Can you lay out every line of the records below as a Markdown table with the columns "Row" and "Line", numbering the rows, skipping blank lines, and leaving the pictures out?
■ ■ ■ ■
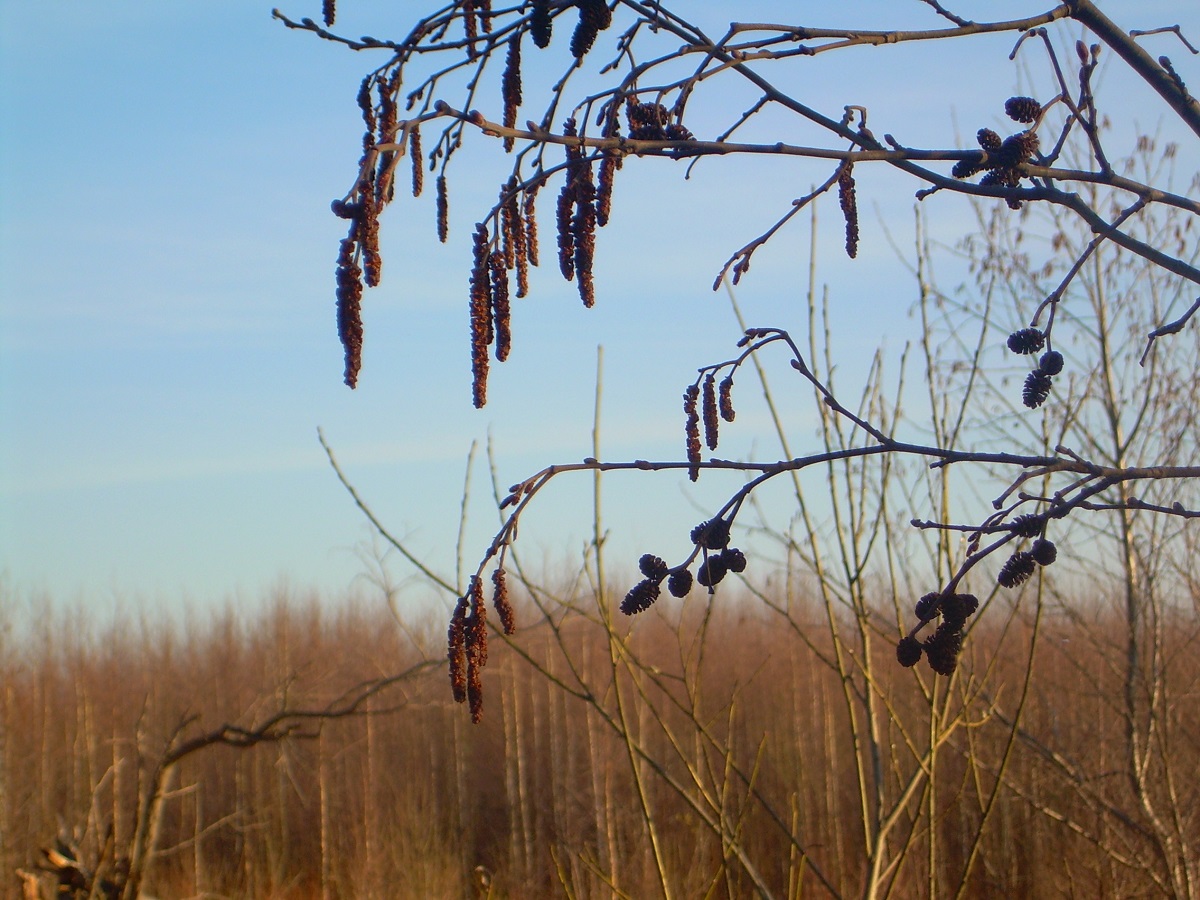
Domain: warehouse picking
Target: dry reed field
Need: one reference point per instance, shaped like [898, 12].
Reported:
[711, 751]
■ ■ ■ ■
Response to the exercise:
| Row | Line |
|---|---|
| 1 | Domain: warehouse picking |
| 2 | Target: dry reed field |
| 3 | Need: one reference point per instance, shaped like [898, 12]. |
| 4 | Reported: |
| 5 | [711, 751] |